### TREŚĆ ZADANIA
Przepisz poniższe wiersze bez żadnych zmian, zachowując ich kolejność.

--- DANE ŹRÓDŁOWE ---

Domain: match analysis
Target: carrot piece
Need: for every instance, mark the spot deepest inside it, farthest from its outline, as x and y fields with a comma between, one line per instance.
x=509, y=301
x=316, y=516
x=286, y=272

---

### WYNIK ĆWICZENIA
Domain: match analysis
Target: carrot piece
Need: for every instance, mark the spot deepest inside it, farthest from its outline, as x and y fields with a comma between, one line per instance.
x=509, y=301
x=316, y=516
x=286, y=272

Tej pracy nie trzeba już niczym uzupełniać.